Stored records
▶
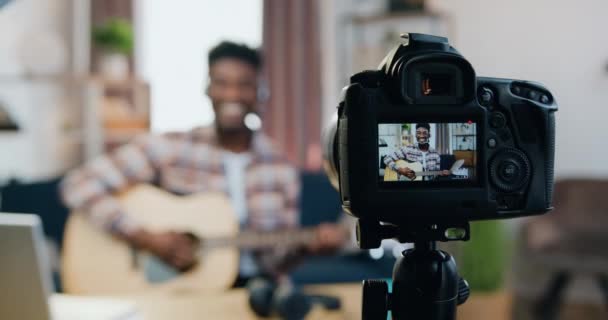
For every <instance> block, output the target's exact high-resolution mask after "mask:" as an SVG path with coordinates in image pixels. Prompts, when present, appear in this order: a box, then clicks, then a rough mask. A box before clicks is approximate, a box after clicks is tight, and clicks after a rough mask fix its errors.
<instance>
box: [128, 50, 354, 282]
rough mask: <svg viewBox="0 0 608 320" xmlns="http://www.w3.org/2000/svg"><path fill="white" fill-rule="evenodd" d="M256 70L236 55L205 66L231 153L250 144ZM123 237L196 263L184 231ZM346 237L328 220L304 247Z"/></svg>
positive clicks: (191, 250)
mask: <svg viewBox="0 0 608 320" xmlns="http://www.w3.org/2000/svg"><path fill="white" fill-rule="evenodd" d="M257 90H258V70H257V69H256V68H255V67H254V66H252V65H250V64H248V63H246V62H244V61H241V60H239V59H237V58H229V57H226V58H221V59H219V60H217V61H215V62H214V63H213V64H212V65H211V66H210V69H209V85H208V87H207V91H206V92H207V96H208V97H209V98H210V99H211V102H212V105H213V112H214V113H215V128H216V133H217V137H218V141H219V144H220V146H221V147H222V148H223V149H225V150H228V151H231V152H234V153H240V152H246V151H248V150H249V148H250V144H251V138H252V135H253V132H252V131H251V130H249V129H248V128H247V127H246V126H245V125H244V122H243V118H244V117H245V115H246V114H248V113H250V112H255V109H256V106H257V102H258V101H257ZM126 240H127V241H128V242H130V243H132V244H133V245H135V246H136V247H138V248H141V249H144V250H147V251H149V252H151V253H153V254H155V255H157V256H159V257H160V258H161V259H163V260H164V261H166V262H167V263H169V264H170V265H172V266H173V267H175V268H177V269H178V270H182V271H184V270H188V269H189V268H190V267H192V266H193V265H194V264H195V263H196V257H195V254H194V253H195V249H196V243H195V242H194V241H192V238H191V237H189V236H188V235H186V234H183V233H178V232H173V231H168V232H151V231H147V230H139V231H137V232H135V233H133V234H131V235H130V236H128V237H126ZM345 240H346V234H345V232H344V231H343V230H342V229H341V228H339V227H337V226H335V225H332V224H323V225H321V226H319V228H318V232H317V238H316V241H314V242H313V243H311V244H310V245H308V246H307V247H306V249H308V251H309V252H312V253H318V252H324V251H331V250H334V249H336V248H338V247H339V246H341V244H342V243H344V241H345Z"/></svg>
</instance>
◀
▶ **DIRECTIVE**: Write out every entry above word for word, leaving out the pictures.

▶ **OUTPUT FOR THIS EXERCISE**:
For every <instance> block, output the target's exact high-resolution mask after "mask:" as an SVG path with coordinates in image pixels. Prompts, when present, appear in this order: a box, then clicks, then a rough mask. A box before clicks is approximate, a box after clicks is tight, and clicks after a rough mask fix its errors.
<instance>
box: [128, 50, 354, 282]
rough mask: <svg viewBox="0 0 608 320" xmlns="http://www.w3.org/2000/svg"><path fill="white" fill-rule="evenodd" d="M256 70L236 55L205 66L231 153L250 144ZM123 237L196 263L184 231ZM346 237L328 220L304 247Z"/></svg>
positive clicks: (191, 250)
mask: <svg viewBox="0 0 608 320" xmlns="http://www.w3.org/2000/svg"><path fill="white" fill-rule="evenodd" d="M257 90H258V70H257V69H256V68H255V67H254V66H252V65H250V64H248V63H246V62H244V61H241V60H239V59H237V58H229V57H226V58H221V59H219V60H217V61H215V62H214V63H213V64H212V65H211V66H210V69H209V85H208V87H207V91H206V92H207V96H208V97H209V98H210V99H211V102H212V105H213V112H214V113H215V128H216V133H217V137H218V141H219V144H220V146H221V147H222V148H223V149H225V150H228V151H231V152H234V153H240V152H246V151H248V150H249V148H250V144H251V138H252V135H253V132H252V131H251V130H249V129H248V128H247V127H246V126H245V125H244V122H243V118H244V117H245V115H246V114H248V113H250V112H255V109H256V106H257V102H258V101H257ZM126 240H127V241H128V242H130V243H132V244H133V245H135V246H136V247H138V248H141V249H144V250H147V251H149V252H151V253H153V254H155V255H157V256H159V257H160V258H161V259H163V260H164V261H166V262H167V263H169V264H170V265H172V266H173V267H175V268H177V269H178V270H182V271H184V270H188V269H189V268H190V267H192V266H193V265H194V264H195V263H196V257H195V254H194V253H195V249H196V243H195V242H194V241H192V238H191V237H189V236H188V235H186V234H183V233H178V232H173V231H168V232H151V231H147V230H139V231H137V232H135V233H133V234H131V235H130V236H128V237H126ZM345 240H346V234H345V232H344V231H343V230H342V229H341V228H339V227H337V226H335V225H332V224H323V225H321V226H319V228H318V232H317V238H316V241H314V242H313V243H311V244H310V245H308V246H307V247H306V249H308V251H309V252H312V253H318V252H324V251H331V250H334V249H336V248H338V247H339V246H341V244H342V243H344V241H345Z"/></svg>
</instance>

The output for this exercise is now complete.